_Document excerpt_
My friend, mentor, and second mother passed away suddenly on Sunday morning. My own mother died on a Sunday, and I always thought that was extraordinary and so fitting to be summoned home by our heavenly Father on His Special day. I feel exactly the same way about Jan May (aka “Gaga”). She was the penultimate role model, and she would be furious with me for saying that because “humility” was etched on her very DNA. Part of her charm and the reason that she attracted friends and admirers of all ages was the fact that she had such an uncanny ability to love others and to demonstrate her affection in the way she fixed her attention when you talked, the way she remembered the details of your life, and the way she always seemed to be absolutely delighted to be in your company – whether she ran into you in the grocery story or carved out time to have lunch or dinner with you. By the way, all you had to say to “Gaga” was “Do you want to go with me to….” and you had a date. The destination never mattered. It was the sheer pleasure of friendship that she adored.

She has gone with me to speaking engagements in the most out of the way places in central Mississippi – just to keep me company. She has brought her famous pimento cheese (which I am going to miss terribly) to my hospital bedside on several occasions, and she had the ability to make me laugh when there was absolutely nothing humorous about the situation. There really has never been and never will be anyone quite like her.

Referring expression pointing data
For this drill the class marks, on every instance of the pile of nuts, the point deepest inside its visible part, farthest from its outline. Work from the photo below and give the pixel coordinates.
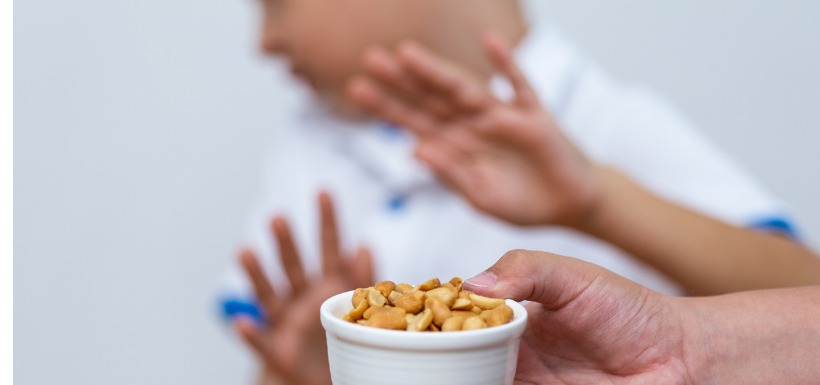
(429, 306)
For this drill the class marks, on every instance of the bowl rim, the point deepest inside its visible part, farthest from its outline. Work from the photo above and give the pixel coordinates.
(399, 339)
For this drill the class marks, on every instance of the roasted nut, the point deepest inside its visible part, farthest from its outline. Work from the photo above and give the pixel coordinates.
(473, 323)
(385, 287)
(358, 312)
(411, 302)
(443, 294)
(462, 304)
(369, 312)
(420, 322)
(463, 314)
(404, 288)
(430, 284)
(388, 318)
(485, 303)
(393, 297)
(430, 306)
(452, 324)
(457, 282)
(499, 316)
(440, 310)
(375, 298)
(358, 296)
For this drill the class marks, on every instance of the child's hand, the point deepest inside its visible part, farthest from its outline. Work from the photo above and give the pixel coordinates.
(292, 345)
(509, 160)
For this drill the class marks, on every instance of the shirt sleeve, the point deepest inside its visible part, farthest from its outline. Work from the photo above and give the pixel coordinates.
(640, 134)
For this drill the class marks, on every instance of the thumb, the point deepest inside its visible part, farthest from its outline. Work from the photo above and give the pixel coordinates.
(549, 279)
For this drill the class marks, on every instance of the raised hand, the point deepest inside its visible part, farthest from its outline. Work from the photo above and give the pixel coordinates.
(291, 346)
(508, 159)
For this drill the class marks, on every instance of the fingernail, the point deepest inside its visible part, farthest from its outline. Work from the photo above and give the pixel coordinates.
(485, 279)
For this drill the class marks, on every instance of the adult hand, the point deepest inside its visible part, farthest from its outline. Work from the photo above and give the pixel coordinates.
(291, 346)
(588, 325)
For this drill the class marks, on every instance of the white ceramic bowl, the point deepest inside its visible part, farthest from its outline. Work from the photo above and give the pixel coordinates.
(362, 355)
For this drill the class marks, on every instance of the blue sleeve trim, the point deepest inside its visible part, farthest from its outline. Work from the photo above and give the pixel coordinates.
(236, 307)
(776, 224)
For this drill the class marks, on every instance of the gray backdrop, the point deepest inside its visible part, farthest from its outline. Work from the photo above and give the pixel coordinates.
(141, 126)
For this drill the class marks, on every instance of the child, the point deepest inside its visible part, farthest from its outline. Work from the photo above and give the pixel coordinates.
(511, 161)
(415, 226)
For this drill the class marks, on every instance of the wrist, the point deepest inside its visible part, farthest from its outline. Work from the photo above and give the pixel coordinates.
(594, 216)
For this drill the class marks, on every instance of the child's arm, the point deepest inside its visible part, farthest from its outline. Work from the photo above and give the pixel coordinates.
(511, 161)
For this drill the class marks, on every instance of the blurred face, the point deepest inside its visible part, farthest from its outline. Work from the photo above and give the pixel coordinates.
(324, 40)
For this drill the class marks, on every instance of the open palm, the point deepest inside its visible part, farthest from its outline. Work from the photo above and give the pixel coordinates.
(508, 159)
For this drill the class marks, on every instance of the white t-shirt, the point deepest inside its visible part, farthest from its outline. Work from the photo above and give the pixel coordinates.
(417, 229)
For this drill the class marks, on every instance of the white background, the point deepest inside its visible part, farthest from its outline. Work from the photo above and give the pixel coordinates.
(141, 126)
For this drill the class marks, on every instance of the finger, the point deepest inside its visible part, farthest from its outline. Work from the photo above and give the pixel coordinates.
(299, 325)
(331, 259)
(261, 285)
(549, 279)
(452, 83)
(260, 345)
(289, 255)
(500, 54)
(360, 268)
(385, 68)
(371, 97)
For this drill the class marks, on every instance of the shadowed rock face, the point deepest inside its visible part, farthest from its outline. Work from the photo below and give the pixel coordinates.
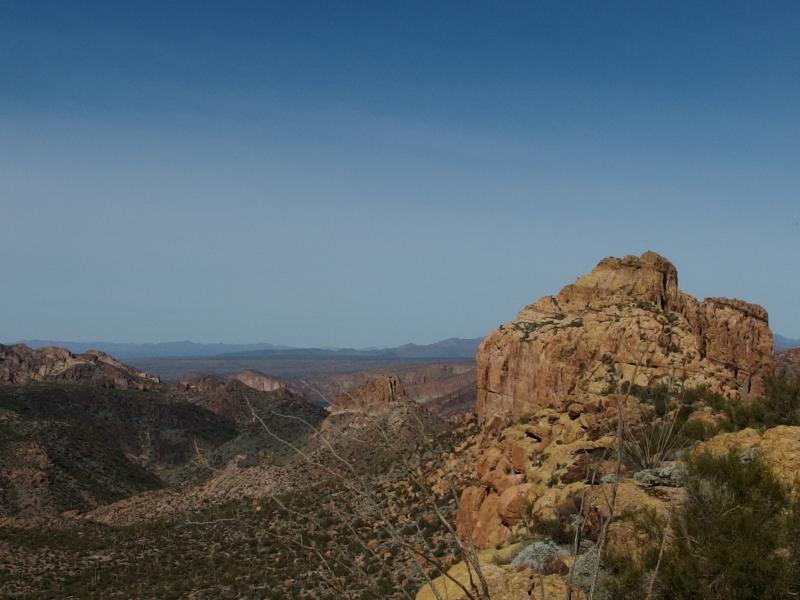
(626, 321)
(376, 395)
(20, 364)
(257, 380)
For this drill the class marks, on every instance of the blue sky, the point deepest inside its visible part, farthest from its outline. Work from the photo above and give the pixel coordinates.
(375, 173)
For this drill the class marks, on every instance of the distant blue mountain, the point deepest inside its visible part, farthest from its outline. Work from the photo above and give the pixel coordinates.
(784, 343)
(449, 348)
(154, 350)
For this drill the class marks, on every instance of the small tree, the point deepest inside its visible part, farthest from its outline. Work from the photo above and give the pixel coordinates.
(732, 536)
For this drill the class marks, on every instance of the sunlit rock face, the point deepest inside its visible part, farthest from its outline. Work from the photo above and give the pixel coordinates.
(626, 321)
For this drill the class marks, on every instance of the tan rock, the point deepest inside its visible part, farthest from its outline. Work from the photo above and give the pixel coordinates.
(625, 321)
(20, 364)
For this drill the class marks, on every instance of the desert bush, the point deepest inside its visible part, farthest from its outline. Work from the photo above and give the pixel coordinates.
(648, 445)
(779, 406)
(732, 537)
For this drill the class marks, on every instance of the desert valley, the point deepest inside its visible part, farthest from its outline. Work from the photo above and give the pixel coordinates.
(619, 439)
(319, 300)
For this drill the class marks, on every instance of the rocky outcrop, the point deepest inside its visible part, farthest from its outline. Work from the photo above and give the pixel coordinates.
(787, 362)
(257, 380)
(625, 322)
(550, 386)
(20, 364)
(376, 395)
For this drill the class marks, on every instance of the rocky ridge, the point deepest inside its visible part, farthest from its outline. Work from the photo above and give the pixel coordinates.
(20, 364)
(550, 382)
(787, 362)
(626, 322)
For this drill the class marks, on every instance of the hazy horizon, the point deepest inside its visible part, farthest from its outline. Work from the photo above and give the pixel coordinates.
(375, 174)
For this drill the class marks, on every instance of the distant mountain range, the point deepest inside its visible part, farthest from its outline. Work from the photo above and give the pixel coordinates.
(784, 343)
(449, 348)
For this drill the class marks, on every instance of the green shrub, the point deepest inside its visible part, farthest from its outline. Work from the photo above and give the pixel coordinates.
(734, 537)
(779, 406)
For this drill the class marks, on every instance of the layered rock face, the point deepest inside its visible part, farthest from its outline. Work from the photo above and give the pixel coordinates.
(550, 384)
(376, 395)
(257, 380)
(626, 321)
(20, 364)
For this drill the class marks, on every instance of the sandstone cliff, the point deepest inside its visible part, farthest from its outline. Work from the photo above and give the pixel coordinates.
(626, 321)
(258, 380)
(21, 364)
(551, 383)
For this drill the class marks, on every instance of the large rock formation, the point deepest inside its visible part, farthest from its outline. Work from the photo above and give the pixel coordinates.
(626, 321)
(20, 364)
(258, 380)
(376, 395)
(551, 383)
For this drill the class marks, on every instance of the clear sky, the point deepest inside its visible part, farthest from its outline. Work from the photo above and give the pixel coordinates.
(346, 173)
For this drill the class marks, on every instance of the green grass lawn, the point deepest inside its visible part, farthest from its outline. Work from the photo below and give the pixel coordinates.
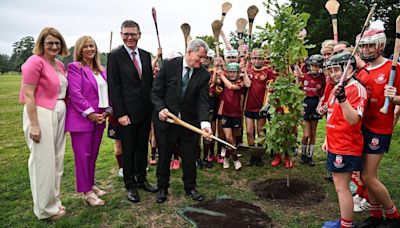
(16, 202)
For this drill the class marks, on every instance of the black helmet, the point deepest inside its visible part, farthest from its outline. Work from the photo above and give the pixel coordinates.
(341, 59)
(315, 60)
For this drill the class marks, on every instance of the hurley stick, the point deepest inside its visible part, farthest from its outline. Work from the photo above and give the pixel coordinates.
(175, 120)
(186, 32)
(110, 41)
(355, 49)
(333, 7)
(251, 14)
(225, 8)
(385, 107)
(216, 27)
(154, 13)
(240, 25)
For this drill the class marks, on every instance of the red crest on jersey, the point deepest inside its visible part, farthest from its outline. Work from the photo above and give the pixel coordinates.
(380, 79)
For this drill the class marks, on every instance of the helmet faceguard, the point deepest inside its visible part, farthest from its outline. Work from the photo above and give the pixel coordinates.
(315, 64)
(373, 38)
(336, 65)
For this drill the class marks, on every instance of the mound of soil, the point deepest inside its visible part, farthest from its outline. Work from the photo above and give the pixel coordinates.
(227, 213)
(300, 193)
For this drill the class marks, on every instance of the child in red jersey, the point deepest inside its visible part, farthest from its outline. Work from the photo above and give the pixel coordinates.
(313, 84)
(256, 78)
(343, 142)
(230, 110)
(377, 126)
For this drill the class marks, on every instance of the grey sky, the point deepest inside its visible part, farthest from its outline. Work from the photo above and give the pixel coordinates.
(20, 18)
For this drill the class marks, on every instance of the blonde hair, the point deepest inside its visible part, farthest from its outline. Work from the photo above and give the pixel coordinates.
(78, 53)
(39, 45)
(327, 44)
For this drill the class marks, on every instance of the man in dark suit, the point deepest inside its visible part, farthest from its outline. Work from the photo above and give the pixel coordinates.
(181, 87)
(130, 80)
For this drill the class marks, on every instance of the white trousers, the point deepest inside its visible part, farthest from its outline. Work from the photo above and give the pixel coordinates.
(46, 160)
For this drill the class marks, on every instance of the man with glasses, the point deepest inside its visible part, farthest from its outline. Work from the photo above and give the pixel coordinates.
(130, 79)
(181, 88)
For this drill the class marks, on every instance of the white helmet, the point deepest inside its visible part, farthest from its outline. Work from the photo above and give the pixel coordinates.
(211, 53)
(372, 36)
(232, 52)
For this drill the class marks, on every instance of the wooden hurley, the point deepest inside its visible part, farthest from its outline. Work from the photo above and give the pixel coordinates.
(216, 27)
(385, 107)
(110, 41)
(225, 8)
(240, 26)
(251, 14)
(154, 13)
(186, 32)
(333, 7)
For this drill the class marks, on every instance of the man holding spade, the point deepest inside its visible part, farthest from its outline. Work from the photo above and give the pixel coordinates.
(181, 88)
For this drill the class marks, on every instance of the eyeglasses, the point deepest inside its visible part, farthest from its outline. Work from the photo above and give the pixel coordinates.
(52, 43)
(130, 34)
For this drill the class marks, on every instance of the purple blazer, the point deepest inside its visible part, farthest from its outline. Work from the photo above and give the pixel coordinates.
(83, 98)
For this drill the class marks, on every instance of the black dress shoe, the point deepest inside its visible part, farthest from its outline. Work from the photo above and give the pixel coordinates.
(133, 195)
(195, 195)
(370, 222)
(161, 195)
(147, 187)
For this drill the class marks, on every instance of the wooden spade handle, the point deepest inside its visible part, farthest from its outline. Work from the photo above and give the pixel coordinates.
(175, 120)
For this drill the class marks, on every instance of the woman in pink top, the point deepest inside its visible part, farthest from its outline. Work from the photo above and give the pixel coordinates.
(43, 90)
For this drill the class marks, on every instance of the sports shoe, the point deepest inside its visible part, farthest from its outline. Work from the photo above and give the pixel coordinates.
(370, 222)
(331, 224)
(226, 163)
(360, 204)
(392, 223)
(237, 164)
(121, 172)
(223, 152)
(288, 162)
(277, 160)
(176, 164)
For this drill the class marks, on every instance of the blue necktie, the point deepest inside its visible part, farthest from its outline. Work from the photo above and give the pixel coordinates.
(185, 81)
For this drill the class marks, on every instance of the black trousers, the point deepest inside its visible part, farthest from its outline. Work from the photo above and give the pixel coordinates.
(187, 142)
(134, 138)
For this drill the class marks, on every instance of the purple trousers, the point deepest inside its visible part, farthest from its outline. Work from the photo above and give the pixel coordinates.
(86, 149)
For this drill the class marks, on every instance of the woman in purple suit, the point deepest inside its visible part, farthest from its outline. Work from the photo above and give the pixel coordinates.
(86, 114)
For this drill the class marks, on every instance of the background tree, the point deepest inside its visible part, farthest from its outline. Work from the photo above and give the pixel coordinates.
(351, 17)
(68, 59)
(286, 102)
(21, 51)
(211, 42)
(4, 61)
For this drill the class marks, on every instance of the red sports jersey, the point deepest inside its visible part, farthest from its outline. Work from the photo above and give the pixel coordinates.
(256, 92)
(328, 88)
(229, 102)
(312, 85)
(375, 82)
(343, 138)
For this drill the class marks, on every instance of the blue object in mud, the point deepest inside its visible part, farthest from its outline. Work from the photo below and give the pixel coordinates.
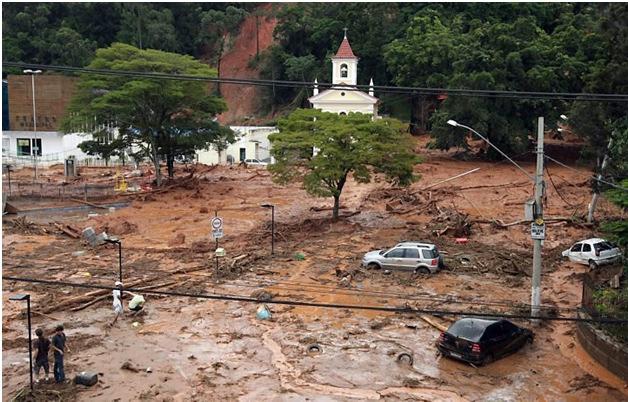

_What to work on_
Answer these questions about the tribute, one per line:
1. What nickname was Jan May also known by?
2. On what day of the week did the writer's own mother die?
3. What food did Jan May bring to the writer's hospital bedside?
These rows were taken from a separate source.

_Answer section_
1. Gaga
2. Sunday
3. Her famous pimento cheese